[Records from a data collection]
(begin)
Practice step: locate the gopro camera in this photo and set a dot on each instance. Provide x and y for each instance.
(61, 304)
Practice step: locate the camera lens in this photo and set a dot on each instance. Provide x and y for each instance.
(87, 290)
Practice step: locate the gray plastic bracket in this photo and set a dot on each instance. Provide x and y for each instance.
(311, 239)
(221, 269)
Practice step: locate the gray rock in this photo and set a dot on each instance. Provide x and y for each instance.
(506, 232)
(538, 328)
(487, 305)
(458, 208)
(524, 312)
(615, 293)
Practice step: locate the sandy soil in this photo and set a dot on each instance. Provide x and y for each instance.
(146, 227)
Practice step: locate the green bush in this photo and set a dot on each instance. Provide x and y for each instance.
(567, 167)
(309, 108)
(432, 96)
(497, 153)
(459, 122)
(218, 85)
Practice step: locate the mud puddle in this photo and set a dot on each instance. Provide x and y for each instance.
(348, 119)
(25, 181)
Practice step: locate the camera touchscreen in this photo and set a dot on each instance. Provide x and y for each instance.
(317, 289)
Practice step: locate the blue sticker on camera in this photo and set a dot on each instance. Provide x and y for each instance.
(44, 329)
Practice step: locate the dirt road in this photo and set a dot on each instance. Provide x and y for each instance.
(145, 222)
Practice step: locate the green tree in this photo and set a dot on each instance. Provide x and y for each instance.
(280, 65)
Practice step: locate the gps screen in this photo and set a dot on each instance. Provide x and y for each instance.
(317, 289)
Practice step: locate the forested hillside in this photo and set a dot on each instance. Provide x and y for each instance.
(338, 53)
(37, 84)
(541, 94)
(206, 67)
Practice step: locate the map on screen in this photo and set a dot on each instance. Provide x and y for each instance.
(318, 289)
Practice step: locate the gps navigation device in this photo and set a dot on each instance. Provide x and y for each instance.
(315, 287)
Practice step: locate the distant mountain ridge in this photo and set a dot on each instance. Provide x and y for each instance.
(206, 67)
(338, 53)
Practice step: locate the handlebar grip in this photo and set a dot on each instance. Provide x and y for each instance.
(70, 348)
(end)
## Task to carry out:
Write the lines out exactly, from the one with "Practice step: locate the green tree" down to the last line of the listing, and leave out all others.

## Finished answer:
Practice step: locate the green tree in this photo and set a dot on each instance. Provide x and y for each instance.
(280, 65)
Practice step: locate the gps screen in this photo and set a dot on each instance. Provide x and y for each instance.
(317, 289)
Practice step: locate the forested hillside in this photo and set a dot on each instance. Provide x and y for each instance.
(338, 53)
(37, 84)
(541, 94)
(206, 67)
Practice step: locate the map on screen in this photo and set a dot on each instance. Provide x and y for each instance.
(318, 289)
Practice step: locate the gps navigation device in this photo and set a dot on each instance. Provide x and y for each instance.
(315, 287)
Practice step: locate the distant mountain ridge in this photo and set a dot on each instance. Provide x and y for each instance.
(206, 67)
(338, 53)
Practice step: locate the handlebar grip in this photo and set a dot on each instance. Provide x and y for each instance.
(70, 348)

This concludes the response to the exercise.